## Task description
Pull out every line in the listing below that contains the word "tall", copying each one in full.

## Stored records
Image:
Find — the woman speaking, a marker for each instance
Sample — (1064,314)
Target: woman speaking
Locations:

...

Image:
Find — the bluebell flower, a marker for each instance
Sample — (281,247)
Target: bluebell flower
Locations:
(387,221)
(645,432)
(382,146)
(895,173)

...

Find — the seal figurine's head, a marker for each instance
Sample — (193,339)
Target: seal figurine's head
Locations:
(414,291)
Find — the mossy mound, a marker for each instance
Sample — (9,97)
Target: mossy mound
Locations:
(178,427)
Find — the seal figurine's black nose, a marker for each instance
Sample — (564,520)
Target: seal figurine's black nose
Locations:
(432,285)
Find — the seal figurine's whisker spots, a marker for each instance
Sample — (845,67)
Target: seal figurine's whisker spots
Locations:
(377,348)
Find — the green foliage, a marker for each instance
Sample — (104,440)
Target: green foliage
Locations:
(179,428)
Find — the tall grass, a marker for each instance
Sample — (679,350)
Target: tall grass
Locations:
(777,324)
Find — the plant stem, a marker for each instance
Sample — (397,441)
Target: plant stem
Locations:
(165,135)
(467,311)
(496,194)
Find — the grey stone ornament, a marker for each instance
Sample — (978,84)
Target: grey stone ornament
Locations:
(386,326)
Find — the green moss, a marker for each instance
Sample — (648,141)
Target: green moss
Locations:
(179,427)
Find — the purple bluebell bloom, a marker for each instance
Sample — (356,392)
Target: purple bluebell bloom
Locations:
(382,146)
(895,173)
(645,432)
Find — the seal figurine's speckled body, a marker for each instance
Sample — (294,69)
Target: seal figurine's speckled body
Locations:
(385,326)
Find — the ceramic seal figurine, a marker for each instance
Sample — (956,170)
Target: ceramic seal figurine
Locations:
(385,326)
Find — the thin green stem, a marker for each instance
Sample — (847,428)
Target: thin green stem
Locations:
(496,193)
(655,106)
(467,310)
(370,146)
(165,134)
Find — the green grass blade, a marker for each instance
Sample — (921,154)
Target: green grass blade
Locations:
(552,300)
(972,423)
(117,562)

## Written response
Find — the tall grass, a marker for each instance
Target: tall grass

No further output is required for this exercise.